**Selected passage**
The H-Net Website:
Designing OnLine Resources for Scholars and Teachers

Mark Lawrence Kornbluh, Chair, H-Net Executive Committee
Michigan State University

H-Net's efforts on the world wide web are animated by the same goals that drive its discussion lists: a commitment to pioneer the use of new communication technology to aid both scholarly research and teaching. As always, H-Net is eager to work with others engaged in these efforts. The H-Net webserver already offers a home in cyberspace to over a dozen scholarly societies, whose webpages are linked together and integrated into common databases so as to maximize their usefulness.

There are two key ingredients in the development of the H-Net site. First and foremost, H-Net's scholar editors determine the content of H-Net's webpages. The only material on the site is material that they deem valuable for teaching or research. As anyone who has explored the world wide web knows, so much of what currently exists on the web is shallow and devoid of substance. One can easily waste a day away following link after link to shallow websites. Building on the strength of its discussion lists, H-Net is committed to creating webpages of substance filled with full text book and software reviews, syllabi collections, discussions of scholarly and pedagogical issues, a comprehensive database of academic events, updated job listings, and more.

Second, H-Net's technical staff at Michigan State works to ensure that the site is as usable as possible. While new software development has made tagging material for the web increasingly easy for individuals, building a large scholarly site that is fast and useful is far more complicated. Much effort goes into developing searching and index tools to make the material on the site truly accessible. Continual upgrading of hardware and storage capacity and checking and rechecking of linkages and search engines are necessary if scholars are to find the webpages a useful resource. Over the coming months, H-Net plans to mirror its webpages in Europe, Asia, and Africa so as to make them more useful for scholars outside of the United States.

A Tour of the H-Net Website

The H-Net Website is purposely designed to provide many entryways in. At the top of the H-Net homepage is a welcome that provides information about H-Net and its operations. Right below this is the entry point to home pages for H-Net's various discussion groups and affiliated organizations. Every H-Net list, network, and affiliated organization has its own pages from which it is convenient to access subject-area specific resources (reviews, syllabi, discussions.) H-Net list homepages are controlled by list editors many of whom solicit contributions from their subscribers. Most H-Net lists make the full text logs of their list discussions available through a web interface. Many store syllabi and bibliographic collections and/or conference reports. Each has its own style and flavor reflecting the editors who are developing it.

H-Net book and software reviews can be accessed from list homepages and from a central link off the main page. The full text of all reviews published by H-Net are available. At the click of a button, these can be sorted by author, title, or reviewer. In the near future, they will also be sortable by date published and Library of Congress keyword description. H-Net owns the copyright of all reviews that it publishes and freely grants the right for non-profit educational use. As with all material on the web, H-Net's reviews can be readily printed out, downloaded and stored, or forwarded on by e-mail.

**Instructions for the task**
Retype the stretch of the H-Net website description from "H-Net book and" through "on by e-mail.", reproducing every word and mark without alteration. The items that follow are drawn from a separate source.

**Data excerpts**
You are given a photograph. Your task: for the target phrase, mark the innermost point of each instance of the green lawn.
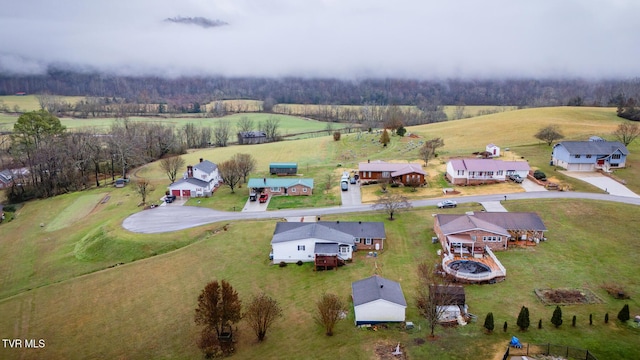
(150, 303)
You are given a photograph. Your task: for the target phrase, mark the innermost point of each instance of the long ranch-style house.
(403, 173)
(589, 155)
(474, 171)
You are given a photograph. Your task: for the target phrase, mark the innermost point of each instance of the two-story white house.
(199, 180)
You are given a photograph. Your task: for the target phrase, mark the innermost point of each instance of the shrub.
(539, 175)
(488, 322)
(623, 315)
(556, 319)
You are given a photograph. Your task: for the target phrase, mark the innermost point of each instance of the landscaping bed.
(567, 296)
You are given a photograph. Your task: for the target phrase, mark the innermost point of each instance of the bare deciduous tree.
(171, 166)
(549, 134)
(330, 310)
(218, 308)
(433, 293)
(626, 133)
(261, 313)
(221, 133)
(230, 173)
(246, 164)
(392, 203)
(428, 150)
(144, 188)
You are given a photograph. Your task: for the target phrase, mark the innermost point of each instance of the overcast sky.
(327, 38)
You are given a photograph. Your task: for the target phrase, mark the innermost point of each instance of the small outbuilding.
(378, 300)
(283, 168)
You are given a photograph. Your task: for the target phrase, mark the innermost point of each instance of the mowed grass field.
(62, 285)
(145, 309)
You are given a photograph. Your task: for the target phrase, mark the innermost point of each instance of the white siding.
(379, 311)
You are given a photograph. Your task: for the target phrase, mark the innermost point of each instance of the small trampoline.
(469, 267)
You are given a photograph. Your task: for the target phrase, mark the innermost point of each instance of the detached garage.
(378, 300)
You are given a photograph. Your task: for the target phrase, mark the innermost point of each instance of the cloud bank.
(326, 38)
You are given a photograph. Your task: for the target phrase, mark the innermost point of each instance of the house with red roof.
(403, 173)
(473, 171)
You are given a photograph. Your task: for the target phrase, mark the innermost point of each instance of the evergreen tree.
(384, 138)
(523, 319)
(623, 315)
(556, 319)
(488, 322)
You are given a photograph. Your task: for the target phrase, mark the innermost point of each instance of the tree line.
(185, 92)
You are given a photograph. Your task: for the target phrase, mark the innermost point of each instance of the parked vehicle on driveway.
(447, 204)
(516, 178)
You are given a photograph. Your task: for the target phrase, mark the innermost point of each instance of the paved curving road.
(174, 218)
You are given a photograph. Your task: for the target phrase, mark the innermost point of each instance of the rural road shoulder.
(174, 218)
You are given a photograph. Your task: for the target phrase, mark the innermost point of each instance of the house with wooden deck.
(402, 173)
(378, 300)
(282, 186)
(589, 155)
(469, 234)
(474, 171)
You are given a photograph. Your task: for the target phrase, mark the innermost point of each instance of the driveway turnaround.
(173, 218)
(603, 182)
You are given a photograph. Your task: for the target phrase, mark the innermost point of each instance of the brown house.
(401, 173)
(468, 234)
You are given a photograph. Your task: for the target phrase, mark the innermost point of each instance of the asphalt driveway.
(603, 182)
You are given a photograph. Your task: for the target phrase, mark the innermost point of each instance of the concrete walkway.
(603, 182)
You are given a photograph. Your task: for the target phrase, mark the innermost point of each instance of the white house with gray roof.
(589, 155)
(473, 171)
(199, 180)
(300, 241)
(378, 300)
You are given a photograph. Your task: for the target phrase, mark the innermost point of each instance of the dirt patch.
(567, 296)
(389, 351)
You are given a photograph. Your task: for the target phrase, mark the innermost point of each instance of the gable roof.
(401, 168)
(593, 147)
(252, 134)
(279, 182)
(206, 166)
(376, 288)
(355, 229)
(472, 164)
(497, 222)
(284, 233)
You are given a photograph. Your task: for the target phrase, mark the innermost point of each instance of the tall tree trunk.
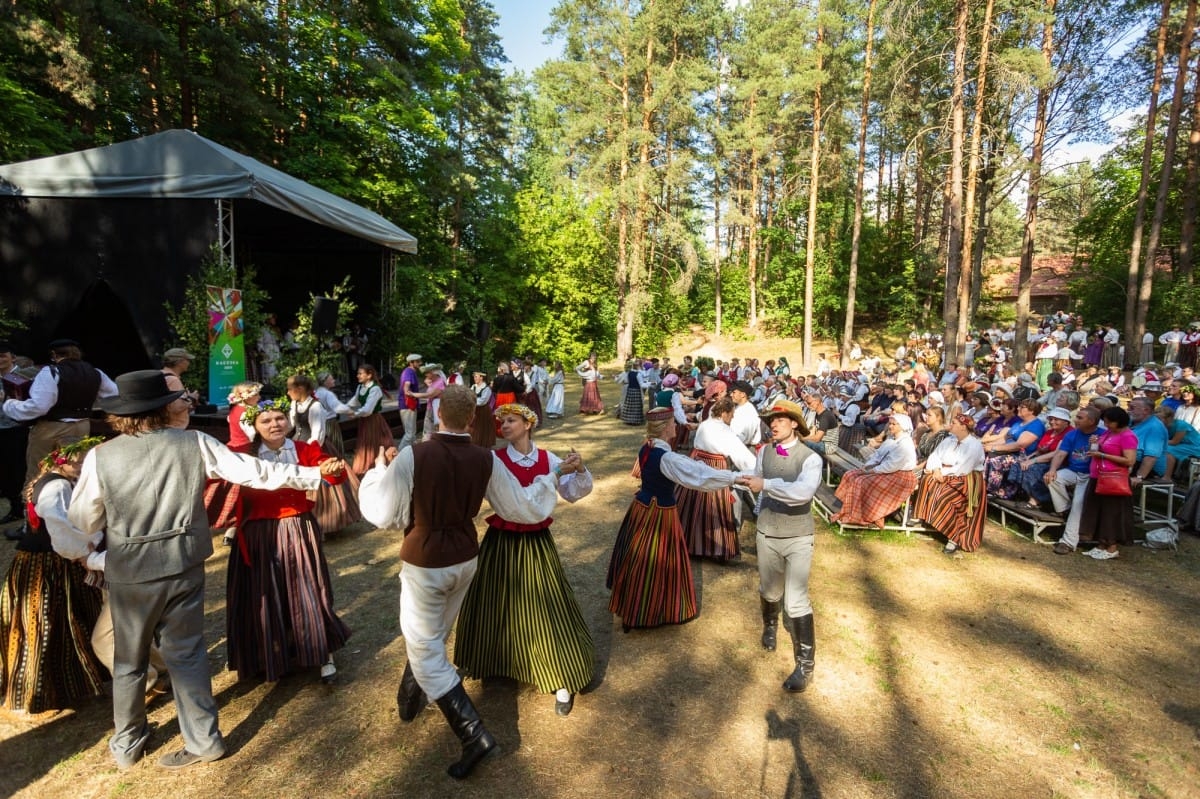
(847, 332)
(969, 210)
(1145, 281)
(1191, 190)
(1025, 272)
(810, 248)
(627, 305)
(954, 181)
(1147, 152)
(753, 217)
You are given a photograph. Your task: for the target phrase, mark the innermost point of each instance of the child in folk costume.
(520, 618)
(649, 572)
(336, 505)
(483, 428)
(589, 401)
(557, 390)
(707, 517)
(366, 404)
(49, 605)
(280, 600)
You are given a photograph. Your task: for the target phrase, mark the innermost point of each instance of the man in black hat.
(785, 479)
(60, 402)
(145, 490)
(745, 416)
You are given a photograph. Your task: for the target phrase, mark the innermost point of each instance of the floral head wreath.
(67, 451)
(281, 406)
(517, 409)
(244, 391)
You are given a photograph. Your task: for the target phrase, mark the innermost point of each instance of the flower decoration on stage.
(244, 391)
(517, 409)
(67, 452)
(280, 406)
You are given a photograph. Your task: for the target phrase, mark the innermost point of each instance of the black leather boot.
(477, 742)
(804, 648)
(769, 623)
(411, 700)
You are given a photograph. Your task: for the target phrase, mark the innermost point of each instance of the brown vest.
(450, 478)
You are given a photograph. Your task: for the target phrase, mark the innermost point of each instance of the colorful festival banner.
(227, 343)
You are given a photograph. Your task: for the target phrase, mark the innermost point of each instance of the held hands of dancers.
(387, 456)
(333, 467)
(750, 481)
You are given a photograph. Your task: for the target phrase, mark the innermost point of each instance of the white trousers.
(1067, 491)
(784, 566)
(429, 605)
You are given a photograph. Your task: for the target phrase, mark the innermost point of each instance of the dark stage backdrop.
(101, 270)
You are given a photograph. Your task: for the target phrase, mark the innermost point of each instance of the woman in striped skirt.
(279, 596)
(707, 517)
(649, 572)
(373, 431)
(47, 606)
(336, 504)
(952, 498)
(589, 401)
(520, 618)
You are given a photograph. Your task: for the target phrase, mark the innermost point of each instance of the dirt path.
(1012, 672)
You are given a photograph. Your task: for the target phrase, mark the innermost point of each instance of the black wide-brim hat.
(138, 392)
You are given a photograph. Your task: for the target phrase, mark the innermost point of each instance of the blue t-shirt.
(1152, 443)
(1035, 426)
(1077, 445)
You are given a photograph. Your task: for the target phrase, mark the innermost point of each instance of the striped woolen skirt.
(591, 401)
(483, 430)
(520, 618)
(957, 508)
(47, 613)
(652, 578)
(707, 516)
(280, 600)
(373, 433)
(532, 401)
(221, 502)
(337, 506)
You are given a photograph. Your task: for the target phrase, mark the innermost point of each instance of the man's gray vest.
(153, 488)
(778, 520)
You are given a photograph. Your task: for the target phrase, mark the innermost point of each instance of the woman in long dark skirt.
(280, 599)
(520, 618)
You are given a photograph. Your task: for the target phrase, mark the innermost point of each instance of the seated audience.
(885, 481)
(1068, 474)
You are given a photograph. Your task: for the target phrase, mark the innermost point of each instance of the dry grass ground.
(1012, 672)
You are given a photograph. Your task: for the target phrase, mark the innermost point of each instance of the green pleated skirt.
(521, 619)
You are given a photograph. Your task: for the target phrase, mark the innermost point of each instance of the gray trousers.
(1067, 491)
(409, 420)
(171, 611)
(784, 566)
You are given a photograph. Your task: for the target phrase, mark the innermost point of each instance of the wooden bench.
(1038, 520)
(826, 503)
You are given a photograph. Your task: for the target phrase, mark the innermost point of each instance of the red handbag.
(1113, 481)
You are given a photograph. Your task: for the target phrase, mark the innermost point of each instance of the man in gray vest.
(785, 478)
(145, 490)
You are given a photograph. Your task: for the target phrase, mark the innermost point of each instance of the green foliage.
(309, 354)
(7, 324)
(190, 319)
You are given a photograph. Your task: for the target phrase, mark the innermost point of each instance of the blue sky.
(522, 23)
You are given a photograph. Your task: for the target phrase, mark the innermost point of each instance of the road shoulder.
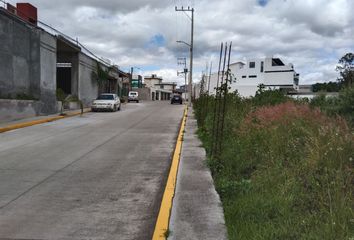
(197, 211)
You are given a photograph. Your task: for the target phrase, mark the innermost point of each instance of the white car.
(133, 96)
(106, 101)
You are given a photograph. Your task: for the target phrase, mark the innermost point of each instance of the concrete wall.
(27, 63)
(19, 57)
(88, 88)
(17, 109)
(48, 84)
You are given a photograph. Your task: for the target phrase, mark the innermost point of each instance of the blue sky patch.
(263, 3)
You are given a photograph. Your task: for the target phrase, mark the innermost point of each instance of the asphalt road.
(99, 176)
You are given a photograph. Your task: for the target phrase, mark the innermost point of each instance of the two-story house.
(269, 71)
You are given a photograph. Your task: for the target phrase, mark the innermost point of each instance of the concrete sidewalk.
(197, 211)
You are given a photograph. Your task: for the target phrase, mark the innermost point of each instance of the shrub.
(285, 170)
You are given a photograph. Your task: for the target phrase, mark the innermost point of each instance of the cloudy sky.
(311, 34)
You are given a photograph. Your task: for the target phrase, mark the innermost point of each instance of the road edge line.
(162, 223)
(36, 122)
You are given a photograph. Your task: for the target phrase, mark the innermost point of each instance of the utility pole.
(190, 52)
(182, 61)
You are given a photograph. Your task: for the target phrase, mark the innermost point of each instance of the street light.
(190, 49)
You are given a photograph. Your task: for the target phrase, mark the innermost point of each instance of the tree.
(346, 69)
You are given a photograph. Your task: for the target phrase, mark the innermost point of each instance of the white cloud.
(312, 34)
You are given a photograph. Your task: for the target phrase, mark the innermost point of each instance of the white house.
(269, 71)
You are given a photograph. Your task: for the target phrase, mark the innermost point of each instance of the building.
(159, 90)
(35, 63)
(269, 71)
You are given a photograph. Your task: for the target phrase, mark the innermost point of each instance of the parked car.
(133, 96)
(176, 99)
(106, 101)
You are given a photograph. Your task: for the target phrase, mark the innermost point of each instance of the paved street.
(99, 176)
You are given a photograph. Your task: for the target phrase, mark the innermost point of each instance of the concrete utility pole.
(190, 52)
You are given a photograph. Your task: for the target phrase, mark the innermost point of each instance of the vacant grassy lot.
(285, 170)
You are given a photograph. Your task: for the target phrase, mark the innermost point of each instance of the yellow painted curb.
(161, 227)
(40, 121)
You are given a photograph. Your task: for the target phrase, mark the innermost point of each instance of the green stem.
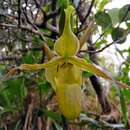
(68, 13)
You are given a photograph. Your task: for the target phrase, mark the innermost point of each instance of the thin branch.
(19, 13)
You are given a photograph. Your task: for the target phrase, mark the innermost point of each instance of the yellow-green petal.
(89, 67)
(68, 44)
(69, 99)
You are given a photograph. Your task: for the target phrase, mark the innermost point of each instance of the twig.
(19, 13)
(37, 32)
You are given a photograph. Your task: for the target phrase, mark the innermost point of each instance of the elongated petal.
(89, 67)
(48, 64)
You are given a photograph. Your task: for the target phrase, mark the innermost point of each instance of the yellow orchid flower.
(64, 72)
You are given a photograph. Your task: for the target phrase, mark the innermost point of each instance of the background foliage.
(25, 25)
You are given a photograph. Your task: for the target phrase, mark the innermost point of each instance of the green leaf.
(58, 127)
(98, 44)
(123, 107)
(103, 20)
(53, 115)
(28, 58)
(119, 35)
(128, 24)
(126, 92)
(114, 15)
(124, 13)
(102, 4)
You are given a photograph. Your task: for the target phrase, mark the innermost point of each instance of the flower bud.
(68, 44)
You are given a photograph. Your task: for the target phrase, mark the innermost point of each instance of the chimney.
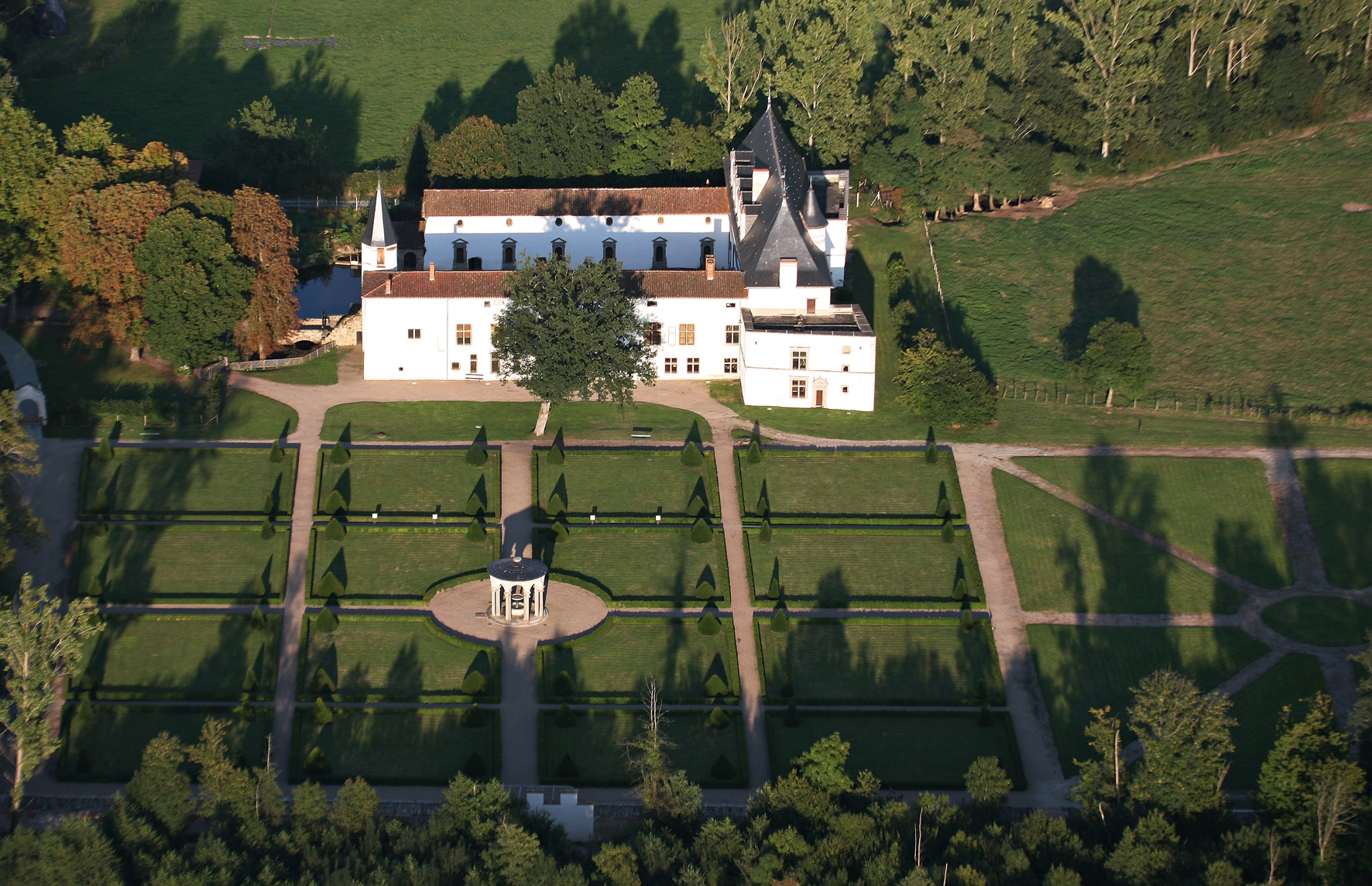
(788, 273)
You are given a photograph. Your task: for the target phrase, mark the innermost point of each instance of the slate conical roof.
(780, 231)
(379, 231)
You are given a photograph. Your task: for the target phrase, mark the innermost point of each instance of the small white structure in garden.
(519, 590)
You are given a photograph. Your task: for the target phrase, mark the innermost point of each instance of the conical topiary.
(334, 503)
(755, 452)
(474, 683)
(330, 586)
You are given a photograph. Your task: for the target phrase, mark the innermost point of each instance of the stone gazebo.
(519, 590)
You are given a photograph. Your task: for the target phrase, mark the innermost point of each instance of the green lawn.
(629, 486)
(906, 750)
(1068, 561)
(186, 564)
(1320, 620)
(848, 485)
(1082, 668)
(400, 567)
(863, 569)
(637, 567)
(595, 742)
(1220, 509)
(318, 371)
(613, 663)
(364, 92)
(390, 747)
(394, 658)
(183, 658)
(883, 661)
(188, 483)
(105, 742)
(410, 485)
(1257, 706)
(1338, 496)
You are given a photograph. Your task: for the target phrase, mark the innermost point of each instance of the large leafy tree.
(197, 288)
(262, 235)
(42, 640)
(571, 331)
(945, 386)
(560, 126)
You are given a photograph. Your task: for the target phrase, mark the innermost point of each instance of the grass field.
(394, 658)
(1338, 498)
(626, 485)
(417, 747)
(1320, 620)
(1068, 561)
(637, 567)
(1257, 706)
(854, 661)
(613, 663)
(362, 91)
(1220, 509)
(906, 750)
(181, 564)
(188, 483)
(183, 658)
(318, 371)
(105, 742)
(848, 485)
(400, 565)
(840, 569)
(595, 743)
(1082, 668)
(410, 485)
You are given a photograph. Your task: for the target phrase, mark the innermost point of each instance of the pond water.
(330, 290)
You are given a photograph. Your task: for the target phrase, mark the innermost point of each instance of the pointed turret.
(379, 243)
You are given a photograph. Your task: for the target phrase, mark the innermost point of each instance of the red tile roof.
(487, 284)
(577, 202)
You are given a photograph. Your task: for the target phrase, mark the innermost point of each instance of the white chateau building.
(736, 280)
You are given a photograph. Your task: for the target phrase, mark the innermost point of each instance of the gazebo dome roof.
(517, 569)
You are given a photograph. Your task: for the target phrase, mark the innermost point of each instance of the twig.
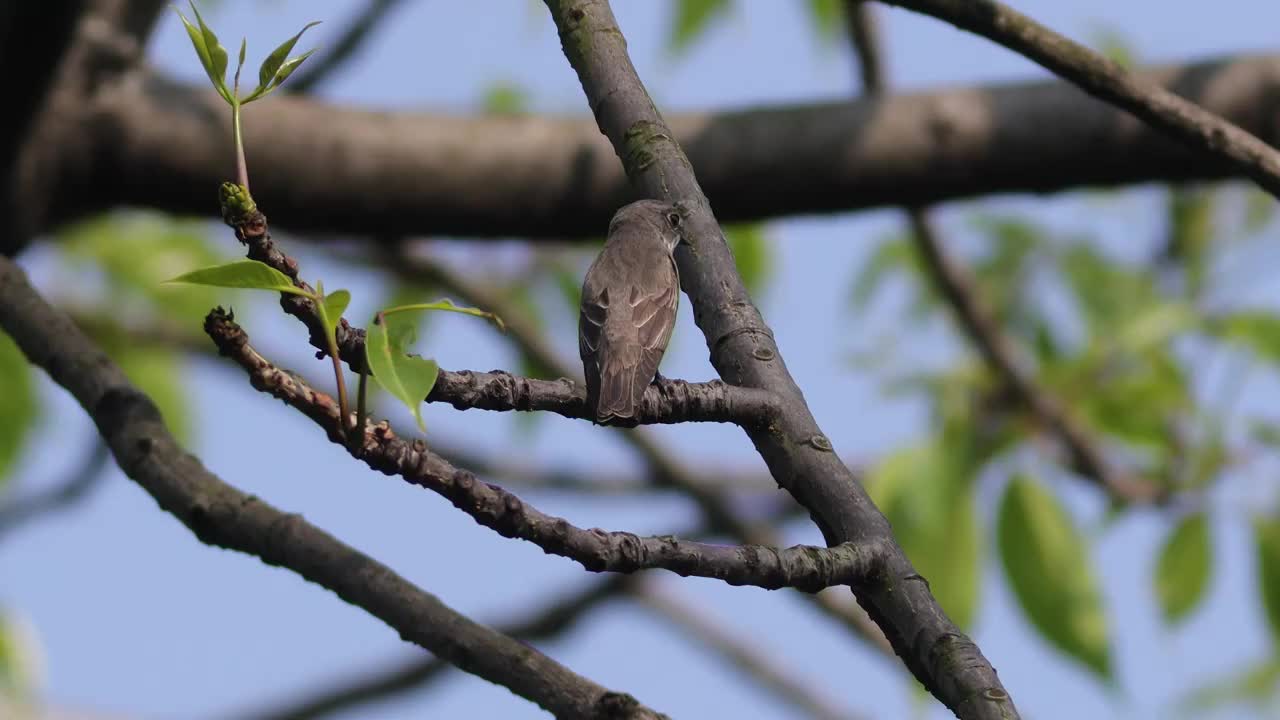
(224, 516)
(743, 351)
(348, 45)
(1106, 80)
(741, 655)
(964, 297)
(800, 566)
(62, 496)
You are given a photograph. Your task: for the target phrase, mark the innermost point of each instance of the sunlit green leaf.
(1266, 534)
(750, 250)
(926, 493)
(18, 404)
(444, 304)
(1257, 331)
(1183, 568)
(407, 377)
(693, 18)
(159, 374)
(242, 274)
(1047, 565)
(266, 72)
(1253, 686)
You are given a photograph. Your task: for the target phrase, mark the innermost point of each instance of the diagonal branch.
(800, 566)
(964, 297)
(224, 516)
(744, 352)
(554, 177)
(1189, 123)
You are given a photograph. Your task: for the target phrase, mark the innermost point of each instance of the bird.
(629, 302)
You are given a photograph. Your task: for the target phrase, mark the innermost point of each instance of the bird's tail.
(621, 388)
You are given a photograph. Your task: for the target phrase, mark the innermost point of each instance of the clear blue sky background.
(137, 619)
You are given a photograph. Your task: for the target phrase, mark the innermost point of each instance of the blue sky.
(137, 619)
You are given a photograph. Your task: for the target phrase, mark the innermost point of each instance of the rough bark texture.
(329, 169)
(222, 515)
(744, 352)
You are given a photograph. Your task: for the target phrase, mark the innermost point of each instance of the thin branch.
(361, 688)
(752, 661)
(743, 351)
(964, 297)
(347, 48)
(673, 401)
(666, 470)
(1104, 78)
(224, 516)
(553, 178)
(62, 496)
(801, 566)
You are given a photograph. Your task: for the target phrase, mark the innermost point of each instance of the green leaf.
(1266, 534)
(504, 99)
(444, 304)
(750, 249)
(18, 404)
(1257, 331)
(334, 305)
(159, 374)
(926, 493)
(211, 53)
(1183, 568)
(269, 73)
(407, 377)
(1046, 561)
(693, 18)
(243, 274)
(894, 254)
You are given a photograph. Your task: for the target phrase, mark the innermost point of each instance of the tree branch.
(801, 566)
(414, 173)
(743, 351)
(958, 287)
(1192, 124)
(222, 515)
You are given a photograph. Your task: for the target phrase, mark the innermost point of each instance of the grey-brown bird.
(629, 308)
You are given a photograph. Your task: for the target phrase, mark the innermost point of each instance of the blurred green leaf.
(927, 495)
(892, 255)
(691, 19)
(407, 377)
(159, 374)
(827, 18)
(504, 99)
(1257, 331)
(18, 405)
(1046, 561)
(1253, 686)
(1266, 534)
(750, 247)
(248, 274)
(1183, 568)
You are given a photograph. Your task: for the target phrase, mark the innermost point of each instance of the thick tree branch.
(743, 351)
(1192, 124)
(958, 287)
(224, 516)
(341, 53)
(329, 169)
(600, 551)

**Answer to the task**
H-Net book and software reviews can be accessed from list homepages and from a central link off the main page. The full text of all reviews published by H-Net are available. At the click of a button, these can be sorted by author, title, or reviewer. In the near future, they will also be sortable by date published and Library of Congress keyword description. H-Net owns the copyright of all reviews that it publishes and freely grants the right for non-profit educational use. As with all material on the web, H-Net's reviews can be readily printed out, downloaded and stored, or forwarded on by e-mail.